### Aim of the exercise
Edit the lines below so that every "rough mask" becomes "coarse mask", and keep everything else the same.

=== Dataset content ===

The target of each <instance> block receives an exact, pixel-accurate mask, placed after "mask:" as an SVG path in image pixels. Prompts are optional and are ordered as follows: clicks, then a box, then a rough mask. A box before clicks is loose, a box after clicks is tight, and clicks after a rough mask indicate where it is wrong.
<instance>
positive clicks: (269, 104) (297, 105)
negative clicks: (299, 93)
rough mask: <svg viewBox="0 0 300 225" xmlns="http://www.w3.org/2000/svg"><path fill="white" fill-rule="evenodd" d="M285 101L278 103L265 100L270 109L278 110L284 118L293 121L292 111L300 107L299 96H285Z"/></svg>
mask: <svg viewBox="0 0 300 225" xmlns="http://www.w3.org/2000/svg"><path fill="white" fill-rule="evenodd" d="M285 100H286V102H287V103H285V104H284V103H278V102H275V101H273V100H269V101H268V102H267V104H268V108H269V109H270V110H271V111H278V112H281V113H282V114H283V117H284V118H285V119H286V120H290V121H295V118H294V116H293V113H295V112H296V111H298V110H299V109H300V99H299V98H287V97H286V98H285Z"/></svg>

===

### Written reply
The target of each <instance> block receives an exact, pixel-accurate mask, placed after "mask:" as an SVG path in image pixels. Prompts are optional and are ordered as follows: clicks, then a box, then a coarse mask. A box before clicks is loose, a box after clicks is tight, and clicks after a coarse mask indicate where it is wrong.
<instance>
positive clicks: (269, 104) (297, 105)
negative clicks: (299, 93)
coarse mask: <svg viewBox="0 0 300 225" xmlns="http://www.w3.org/2000/svg"><path fill="white" fill-rule="evenodd" d="M285 101L278 103L265 100L270 109L278 110L284 118L293 121L292 111L300 107L299 96H285Z"/></svg>
mask: <svg viewBox="0 0 300 225" xmlns="http://www.w3.org/2000/svg"><path fill="white" fill-rule="evenodd" d="M285 100H286V102H287V103H285V104H284V103H278V102H275V101H273V100H269V101H268V102H267V104H268V108H269V109H270V110H271V111H278V112H281V113H282V114H283V117H284V118H285V119H286V120H290V121H295V118H294V116H293V113H295V112H296V111H298V110H299V109H300V99H299V98H287V97H286V98H285Z"/></svg>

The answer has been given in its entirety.